Written task
Print the entries below in their entirety, exactly as they are written.

Supplied records

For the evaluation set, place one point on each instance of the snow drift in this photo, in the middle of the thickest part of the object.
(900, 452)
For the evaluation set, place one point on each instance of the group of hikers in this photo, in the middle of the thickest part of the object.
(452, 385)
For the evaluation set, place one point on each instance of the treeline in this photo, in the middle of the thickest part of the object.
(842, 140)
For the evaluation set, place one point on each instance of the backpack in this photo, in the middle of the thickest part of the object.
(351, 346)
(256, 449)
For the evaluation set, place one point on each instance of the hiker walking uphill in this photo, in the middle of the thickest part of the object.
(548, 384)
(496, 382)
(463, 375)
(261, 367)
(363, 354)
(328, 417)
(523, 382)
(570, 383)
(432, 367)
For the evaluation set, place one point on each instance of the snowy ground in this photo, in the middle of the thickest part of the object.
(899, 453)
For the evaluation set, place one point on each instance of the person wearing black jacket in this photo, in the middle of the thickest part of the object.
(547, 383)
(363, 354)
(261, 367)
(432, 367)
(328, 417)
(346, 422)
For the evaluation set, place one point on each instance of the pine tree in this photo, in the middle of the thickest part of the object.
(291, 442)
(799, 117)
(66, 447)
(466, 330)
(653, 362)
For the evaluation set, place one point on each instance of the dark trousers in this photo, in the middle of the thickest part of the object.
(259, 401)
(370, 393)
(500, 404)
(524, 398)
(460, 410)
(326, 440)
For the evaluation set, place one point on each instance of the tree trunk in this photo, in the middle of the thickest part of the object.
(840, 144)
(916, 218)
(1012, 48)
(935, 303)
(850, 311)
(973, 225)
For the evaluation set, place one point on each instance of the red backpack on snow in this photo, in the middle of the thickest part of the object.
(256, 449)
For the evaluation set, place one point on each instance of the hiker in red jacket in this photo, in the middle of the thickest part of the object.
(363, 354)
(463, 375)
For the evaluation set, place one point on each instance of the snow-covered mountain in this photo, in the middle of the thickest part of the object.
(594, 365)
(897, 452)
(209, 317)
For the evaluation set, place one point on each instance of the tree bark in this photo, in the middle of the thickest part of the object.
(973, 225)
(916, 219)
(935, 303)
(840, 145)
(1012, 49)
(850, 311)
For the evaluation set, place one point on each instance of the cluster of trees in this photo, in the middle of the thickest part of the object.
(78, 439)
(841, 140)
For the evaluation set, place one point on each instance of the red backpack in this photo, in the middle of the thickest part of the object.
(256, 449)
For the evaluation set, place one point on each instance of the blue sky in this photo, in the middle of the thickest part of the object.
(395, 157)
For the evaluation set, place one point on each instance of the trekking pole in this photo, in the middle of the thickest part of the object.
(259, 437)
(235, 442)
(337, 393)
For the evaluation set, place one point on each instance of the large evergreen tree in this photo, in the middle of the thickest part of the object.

Exercise answer
For the evaluation set, place one point on each instance of the snow drift in this photo, in the middle of the thickest part of the object.
(900, 452)
For the evaluation set, place one point on each instance of the group of hikers in this photo, in the middle of the thickest part of the object.
(452, 385)
For the evaluation set, place one point on each instance of the treeline in this photo, in the middle of the thickest part of the object.
(842, 140)
For the evaluation set, place one point on each instance of the backpack in this photo, in the middle of the thickest part of the object.
(351, 346)
(256, 449)
For the evaluation set, place one point on each instance of the hiker walking uphill in this photo, in the middle of the thickest part of the object.
(548, 384)
(496, 382)
(463, 375)
(261, 367)
(363, 354)
(328, 417)
(523, 382)
(570, 383)
(432, 367)
For the evaluation set, place one point on each instance of the snowy ground in this photo, in the middle of the thickest part of the object.
(899, 453)
For the evaluation set, place one point on each instance of the person wearing black jacket in this photo, in the middle of the thickest part of the object.
(547, 383)
(363, 354)
(261, 367)
(432, 367)
(328, 417)
(346, 422)
For the evaluation set, place one point on each instance of the pine tree in this photo, in the middle of the thickest part of the object.
(291, 442)
(799, 117)
(66, 447)
(466, 330)
(653, 362)
For the evaluation set, place one point on each instance of the dark trousers in this photo, in the middle of the thickest part of the object.
(259, 401)
(370, 393)
(500, 404)
(524, 398)
(460, 410)
(326, 440)
For the evaluation set, place one point on each instance of the tree trunk in this photo, in the middle of the thickest part of the object.
(840, 144)
(916, 218)
(1012, 48)
(935, 303)
(850, 311)
(973, 225)
For the evaluation set, place one point on each instance of the red backpack on snow in this photo, in the middle of the thickest part of the object.
(256, 449)
For the evaluation set, place one point on each instance of the hiker in red jacket in this photo, in the middle of the thickest part of the object.
(363, 354)
(463, 375)
For the evaluation set, place one point on each instance of the snow-covered mountain in this photo, in the middle of the thickest part of the object.
(594, 365)
(897, 452)
(209, 317)
For the evaluation set, place one point on each instance of the tree bark in this photo, in the middle of the thickest part of the object.
(973, 225)
(916, 219)
(935, 303)
(840, 145)
(1012, 49)
(850, 311)
For the evaluation set, place one point on each instance of the cluster of trees in this photo, in the middle of the thickest part of the object.
(78, 439)
(841, 140)
For the evaluation set, place one point on each instance of the red backpack in this photo, in the middle of the thickest part of the object.
(256, 449)
For the evaluation set, place one point on each instance of the blue sky in this photo, in the middle of the thickest part of the object.
(395, 157)
For the evaluation set, place one point on each instance of the trekking pole in this photo, in the middle of the thickest part of the object.
(259, 437)
(235, 442)
(337, 393)
For the evaluation set, place one point on each instance of the large evergreen tree in this photo, in the middle of the thickest part of the object.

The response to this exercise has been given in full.